>> Begin Records supplied

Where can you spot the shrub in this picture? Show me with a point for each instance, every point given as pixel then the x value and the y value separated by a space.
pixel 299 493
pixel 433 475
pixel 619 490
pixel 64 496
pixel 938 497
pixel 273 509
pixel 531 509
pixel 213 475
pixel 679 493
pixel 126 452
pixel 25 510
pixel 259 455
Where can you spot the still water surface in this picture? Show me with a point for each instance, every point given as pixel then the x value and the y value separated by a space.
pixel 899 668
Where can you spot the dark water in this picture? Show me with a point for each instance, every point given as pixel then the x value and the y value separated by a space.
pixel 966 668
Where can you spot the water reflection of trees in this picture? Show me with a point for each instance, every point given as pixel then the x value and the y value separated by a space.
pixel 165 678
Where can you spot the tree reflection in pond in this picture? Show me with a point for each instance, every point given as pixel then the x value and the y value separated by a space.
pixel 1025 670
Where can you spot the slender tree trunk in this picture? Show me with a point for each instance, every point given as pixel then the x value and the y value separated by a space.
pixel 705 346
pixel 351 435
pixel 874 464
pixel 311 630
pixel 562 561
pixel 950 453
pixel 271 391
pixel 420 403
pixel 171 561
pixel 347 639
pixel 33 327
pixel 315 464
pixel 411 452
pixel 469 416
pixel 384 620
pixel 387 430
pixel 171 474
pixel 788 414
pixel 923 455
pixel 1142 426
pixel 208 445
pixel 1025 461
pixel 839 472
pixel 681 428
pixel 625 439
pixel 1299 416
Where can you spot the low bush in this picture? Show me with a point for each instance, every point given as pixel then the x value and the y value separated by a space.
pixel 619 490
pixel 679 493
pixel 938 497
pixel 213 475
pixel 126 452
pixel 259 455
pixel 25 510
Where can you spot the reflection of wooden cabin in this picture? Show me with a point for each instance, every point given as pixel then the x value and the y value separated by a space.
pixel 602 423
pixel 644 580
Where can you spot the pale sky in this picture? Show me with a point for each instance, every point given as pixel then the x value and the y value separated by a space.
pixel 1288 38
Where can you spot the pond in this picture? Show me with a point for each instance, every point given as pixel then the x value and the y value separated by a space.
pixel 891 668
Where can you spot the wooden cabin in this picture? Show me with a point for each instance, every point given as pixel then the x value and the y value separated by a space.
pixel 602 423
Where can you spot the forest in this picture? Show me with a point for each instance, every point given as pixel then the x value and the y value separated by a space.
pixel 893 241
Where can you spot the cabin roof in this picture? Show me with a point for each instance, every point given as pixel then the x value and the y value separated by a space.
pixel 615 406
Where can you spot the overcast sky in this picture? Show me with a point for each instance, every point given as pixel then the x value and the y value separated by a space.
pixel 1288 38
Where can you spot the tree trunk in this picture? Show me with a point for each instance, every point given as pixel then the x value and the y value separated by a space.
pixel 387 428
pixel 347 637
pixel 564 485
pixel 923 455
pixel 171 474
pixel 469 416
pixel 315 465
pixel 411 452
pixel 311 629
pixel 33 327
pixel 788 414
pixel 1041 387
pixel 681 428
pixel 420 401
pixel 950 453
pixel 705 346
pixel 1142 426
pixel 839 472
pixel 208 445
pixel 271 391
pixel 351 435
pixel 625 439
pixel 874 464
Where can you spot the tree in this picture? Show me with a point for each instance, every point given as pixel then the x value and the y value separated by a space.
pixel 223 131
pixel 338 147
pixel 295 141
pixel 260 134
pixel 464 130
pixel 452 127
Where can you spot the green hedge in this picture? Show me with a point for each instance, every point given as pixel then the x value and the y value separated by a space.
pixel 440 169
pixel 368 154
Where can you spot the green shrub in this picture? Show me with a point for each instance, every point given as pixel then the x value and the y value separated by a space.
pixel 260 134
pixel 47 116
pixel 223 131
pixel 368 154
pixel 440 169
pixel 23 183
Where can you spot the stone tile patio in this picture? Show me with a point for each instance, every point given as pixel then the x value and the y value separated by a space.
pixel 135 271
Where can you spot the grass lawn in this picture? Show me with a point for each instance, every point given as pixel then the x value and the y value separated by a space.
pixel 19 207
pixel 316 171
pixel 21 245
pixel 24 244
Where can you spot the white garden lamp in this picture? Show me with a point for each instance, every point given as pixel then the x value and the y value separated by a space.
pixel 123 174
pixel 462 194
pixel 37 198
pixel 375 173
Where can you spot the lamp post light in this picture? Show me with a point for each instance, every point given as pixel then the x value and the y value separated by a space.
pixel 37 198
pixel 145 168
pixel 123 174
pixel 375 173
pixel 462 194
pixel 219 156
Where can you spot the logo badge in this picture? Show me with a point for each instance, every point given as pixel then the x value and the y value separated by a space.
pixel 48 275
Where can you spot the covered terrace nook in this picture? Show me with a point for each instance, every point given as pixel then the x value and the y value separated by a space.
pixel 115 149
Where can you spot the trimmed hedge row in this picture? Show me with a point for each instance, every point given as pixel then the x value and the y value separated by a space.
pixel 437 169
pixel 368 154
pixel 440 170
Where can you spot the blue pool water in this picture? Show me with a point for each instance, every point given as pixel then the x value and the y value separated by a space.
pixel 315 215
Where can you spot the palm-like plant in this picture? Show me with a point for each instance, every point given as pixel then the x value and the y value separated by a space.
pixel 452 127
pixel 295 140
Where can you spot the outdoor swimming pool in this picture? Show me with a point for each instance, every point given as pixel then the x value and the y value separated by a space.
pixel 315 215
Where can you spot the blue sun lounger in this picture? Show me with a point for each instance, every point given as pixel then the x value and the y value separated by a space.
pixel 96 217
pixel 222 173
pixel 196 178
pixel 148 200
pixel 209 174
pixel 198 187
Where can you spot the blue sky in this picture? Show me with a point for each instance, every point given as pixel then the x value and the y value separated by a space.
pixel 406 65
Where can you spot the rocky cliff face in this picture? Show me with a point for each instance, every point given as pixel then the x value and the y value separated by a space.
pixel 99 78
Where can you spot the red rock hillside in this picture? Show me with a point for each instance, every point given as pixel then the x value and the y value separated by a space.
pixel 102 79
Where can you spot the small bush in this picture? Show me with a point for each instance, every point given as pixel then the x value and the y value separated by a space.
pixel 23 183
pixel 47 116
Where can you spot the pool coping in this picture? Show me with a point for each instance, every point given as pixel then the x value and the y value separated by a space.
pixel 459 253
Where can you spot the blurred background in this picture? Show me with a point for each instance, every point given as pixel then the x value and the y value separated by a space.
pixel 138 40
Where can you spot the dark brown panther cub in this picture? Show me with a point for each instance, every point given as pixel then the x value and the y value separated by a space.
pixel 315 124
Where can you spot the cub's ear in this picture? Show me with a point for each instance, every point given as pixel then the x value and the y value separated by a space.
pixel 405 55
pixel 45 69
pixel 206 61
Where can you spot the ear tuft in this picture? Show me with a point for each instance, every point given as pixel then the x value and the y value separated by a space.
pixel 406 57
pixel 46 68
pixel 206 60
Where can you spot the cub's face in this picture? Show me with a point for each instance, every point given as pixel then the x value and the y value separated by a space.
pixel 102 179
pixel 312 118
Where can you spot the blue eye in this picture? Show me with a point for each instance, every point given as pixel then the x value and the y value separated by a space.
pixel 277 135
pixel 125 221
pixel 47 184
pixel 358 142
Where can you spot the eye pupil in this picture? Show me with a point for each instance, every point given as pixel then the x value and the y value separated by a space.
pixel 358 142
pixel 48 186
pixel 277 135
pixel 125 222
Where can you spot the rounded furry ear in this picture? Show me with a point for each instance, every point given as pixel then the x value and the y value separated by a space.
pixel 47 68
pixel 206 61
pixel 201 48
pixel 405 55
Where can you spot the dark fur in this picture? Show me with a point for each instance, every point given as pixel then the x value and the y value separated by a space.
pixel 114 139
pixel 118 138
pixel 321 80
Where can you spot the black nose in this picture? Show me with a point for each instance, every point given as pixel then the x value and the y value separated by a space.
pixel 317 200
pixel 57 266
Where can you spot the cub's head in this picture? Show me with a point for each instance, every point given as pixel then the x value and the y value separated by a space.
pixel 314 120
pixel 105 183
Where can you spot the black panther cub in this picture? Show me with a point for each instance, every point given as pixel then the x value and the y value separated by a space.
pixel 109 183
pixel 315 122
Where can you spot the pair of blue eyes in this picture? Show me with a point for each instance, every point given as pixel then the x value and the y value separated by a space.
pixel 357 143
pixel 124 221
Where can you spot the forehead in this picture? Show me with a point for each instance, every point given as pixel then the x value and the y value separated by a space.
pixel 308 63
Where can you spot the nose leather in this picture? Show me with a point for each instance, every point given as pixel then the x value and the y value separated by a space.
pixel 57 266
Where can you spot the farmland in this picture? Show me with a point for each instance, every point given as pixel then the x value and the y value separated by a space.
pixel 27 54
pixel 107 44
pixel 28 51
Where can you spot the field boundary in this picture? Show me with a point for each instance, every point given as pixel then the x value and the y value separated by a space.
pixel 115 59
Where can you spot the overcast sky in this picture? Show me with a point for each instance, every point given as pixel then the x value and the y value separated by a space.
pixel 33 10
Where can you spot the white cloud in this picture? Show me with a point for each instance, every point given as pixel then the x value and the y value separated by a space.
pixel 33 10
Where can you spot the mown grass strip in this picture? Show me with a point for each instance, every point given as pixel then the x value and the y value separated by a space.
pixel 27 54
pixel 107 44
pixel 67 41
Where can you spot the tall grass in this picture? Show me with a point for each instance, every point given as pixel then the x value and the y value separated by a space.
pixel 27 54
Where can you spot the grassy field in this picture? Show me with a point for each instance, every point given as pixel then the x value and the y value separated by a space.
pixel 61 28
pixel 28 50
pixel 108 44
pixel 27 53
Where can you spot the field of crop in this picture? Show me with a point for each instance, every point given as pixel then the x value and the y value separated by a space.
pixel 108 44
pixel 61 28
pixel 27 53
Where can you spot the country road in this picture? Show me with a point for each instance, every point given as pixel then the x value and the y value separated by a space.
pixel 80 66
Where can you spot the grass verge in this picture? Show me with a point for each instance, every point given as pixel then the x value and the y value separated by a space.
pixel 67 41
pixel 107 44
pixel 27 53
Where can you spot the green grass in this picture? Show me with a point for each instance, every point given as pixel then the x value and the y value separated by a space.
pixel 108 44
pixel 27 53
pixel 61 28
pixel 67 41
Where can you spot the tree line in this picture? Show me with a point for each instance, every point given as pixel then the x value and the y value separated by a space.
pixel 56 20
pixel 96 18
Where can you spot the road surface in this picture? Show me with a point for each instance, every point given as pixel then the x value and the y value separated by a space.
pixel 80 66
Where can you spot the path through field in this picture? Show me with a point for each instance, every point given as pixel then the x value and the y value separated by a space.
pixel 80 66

>> End Records supplied

Exercise task
Rewrite the lines from the line with "Where can you spot the logo" to the line with "pixel 440 170", swapping "trimmed hedge row" for "clipped hedge row" and keeping everything else the same.

Answer to the exercise
Where can you spot the logo badge in this picture? Show me with a point for each instance, every point given as pixel then the x value and the y value separated by a space.
pixel 48 275
Where can you spot the covered terrace nook in this picture? Show me with a point for each instance, every point given as pixel then the x value and the y value separated by a space.
pixel 115 149
Where can you spot the clipped hedge row in this picture? Show me with a point for each instance, every point given as pixel then the x value and the y value separated by a space.
pixel 437 169
pixel 368 154
pixel 440 170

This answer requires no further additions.